• _SELECTED EXCERPT_
- - - - -
I guess tg3 needs to call dev_kfree_skb_any()

diff --git a/drivers/net/ethernet/broadcom/tg3.c b/drivers/net/ethernet/broadcom/tg3.c
index bdb0869..22d9e44 100644
--- a/drivers/net/ethernet/broadcom/tg3.c
+++ b/drivers/net/ethernet/broadcom/tg3.c
@@ -5942,7 +5942,7 @@ static void tg3_tx(struct tg3_napi *tnapi)
 		pkts_compl++;
 		bytes_compl += skb->len;
 
-		dev_kfree_skb(skb);
+		dev_kfree_skb_any(skb);
 
 		if (unlikely(tx_bug)) {
 			tg3_tx_recover(tp);

^ permalink raw reply related	[flat|nested] 4+ messages in thread

* Re: Kernel 3.7.2 strange warning and short system hang
  2013-02-20 16:52 ` Kernel 3.7.2 strange warning and short system hang Eric Dumazet
@ 2013-02-20 17:57   ` David Miller
  2013-02-20 19:30     ` Eric Dumazet
  2013-02-22  9:49   ` Urban Loesch
  1 sibling, 1 reply; 4+ messages in thread
From: David Miller @ 2013-02-20 17:57 UTC (permalink / raw)
  To: eric.dumazet; +Cc: bind, linux-kernel, netdev

From: Eric Dumazet <eric.dumazet@gmail.com>
Date: Wed, 20 Feb 2013 08:52:56 -0800

> I guess tg3 needs to call dev_kfree_skb_any()
> 
> diff --git a/drivers/net/ethernet/broadcom/tg3.c b/drivers/net/ethernet/broadcom/tg3.c
> index bdb0869..22d9e44 100644
> --- a/drivers/net/ethernet/broadcom/tg3.c
> +++ b/drivers/net/ethernet/broadcom/tg3.c
> @@ -5942,7 +5942,7 @@ static void tg3_tx(struct tg3_napi *tnapi)
>  		pkts_compl++;
>  		bytes_compl += skb->len;
>  
> -		dev_kfree_skb(skb);
> +		dev_kfree_skb_any(skb);
>  
>  		if (unlikely(tx_bug)) {
>  			tg3_tx_recover(tp);

I've seen this pattern on several occasions and I have to wonder...
- - - - -
• _EXTRACTED MATERIAL_
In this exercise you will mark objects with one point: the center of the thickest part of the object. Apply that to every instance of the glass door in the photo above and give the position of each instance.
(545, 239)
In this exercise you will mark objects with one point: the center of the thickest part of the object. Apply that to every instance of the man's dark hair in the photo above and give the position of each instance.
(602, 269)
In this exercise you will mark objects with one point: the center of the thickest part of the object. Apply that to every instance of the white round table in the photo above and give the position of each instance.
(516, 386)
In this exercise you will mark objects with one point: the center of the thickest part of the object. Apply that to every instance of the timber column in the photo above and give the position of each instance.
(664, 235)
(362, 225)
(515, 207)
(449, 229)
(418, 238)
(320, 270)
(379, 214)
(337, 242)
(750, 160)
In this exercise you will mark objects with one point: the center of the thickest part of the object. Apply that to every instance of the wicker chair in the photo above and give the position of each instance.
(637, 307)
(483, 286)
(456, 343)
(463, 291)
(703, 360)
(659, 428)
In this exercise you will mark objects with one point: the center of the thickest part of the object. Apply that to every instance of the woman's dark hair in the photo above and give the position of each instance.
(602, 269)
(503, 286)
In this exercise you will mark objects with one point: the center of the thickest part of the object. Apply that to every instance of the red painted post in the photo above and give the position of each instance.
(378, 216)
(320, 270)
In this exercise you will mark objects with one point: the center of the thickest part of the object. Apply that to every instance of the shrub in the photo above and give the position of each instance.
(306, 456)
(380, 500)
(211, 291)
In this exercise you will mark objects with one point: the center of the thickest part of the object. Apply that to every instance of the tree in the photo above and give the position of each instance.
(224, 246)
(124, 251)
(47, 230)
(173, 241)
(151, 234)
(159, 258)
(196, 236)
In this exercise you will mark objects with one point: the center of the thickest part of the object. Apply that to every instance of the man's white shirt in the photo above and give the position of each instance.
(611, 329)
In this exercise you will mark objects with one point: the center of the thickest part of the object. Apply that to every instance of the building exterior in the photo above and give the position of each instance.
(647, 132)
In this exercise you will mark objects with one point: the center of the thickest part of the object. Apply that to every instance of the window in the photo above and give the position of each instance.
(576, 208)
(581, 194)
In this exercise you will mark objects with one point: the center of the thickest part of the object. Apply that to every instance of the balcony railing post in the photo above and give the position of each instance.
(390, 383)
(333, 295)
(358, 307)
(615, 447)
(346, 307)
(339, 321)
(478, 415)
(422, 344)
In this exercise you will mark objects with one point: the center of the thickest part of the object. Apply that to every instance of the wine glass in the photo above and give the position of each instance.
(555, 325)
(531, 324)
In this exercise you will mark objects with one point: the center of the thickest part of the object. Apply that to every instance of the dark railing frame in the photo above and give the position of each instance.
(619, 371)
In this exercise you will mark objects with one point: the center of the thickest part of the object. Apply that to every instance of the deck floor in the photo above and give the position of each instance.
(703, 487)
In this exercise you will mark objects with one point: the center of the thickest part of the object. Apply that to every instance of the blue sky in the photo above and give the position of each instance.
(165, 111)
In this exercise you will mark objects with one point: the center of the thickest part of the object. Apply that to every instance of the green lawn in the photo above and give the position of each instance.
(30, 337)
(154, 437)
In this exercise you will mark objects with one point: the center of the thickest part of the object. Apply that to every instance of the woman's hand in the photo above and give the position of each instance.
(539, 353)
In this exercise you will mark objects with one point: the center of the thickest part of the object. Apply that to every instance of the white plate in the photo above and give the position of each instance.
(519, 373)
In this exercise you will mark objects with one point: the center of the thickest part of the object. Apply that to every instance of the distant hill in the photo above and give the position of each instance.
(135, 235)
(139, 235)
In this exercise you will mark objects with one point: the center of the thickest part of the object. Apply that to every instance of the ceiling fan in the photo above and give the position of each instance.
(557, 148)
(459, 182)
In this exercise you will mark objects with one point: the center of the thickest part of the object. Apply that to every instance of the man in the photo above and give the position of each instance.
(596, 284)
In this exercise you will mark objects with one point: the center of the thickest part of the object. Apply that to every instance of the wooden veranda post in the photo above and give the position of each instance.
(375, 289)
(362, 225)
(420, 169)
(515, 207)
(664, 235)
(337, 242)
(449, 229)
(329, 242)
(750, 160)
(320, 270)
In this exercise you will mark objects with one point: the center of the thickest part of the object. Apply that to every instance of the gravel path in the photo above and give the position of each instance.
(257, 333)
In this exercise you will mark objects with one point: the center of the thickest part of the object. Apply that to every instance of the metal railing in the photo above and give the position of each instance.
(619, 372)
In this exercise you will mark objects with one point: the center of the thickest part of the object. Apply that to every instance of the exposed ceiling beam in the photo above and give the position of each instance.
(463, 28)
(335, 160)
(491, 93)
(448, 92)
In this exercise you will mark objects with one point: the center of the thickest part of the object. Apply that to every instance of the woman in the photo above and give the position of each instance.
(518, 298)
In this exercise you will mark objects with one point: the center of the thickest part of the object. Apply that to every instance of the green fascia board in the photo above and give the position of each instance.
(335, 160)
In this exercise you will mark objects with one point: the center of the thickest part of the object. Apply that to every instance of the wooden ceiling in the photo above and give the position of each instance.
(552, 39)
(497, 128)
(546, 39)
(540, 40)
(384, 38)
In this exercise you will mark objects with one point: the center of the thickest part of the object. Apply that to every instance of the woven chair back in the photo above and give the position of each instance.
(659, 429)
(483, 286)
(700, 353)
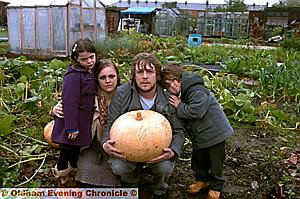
- - - - -
• _REQUIRED WORK_
• 1. Extract every row above that contains the string "glass", matching case exactly.
• 2. Continue the mailing-list thread about the tg3 driver fix from the point where it stops.

• _WRITTEN ANSWERS_
• 1.
In this exercise you will mark objects with one point: the center of the thickest part of the object. Apply that to every instance of the glass door in the photo above and give the position of each instance.
In this exercise you will mark objects with one point: the center of the thickest part of the object. Apply that to every instance of the wine glass in the photo above and give the position of each instance.

• 2.
Do we really require, therefore, every NAPI driver to use dev_kfree_skb_any()
in it's TX reclaim if it supports netpoll?

That seems completely bogus.

netpoll is supposed to provide an execution environment when it invokes
->poll() that is identical to the normal NAPI execution.  If that would
be true, then this change above would be completely unnecessary.

We need to figure out what is the case here, and audit all the NAPI
drivers to make sure they do the right thing once we know what the
right thing actually is.

^ permalink raw reply	[flat|nested] 4+ messages in thread

* Re: Kernel 3.7.2 strange warning and short system hang
  2013-02-20 17:57   ` David Miller
@ 2013-02-20 19:30     ` Eric Dumazet
  0 siblings, 0 replies; 4+ messages in thread
From: Eric Dumazet @ 2013-02-20 19:30 UTC (permalink / raw)
  To: David Miller; +Cc: bind, linux-kernel, netdev

On Wed, 2013-02-20 at 12:57 -0500, David Miller wrote:

> I've seen this pattern on several occasions and I have to wonder...
> 
> Do we really require, therefore, every NAPI driver to use dev_kfree_skb_any()
> in it's TX reclaim if it supports netpoll?
> 
> That seems completely bogus.
> 


> netpoll is supposed to provide an execution environment when it invokes
> ->poll() that is identical to the normal NAPI execution.  If that would
> be true, then this change above would be completely unnecessary.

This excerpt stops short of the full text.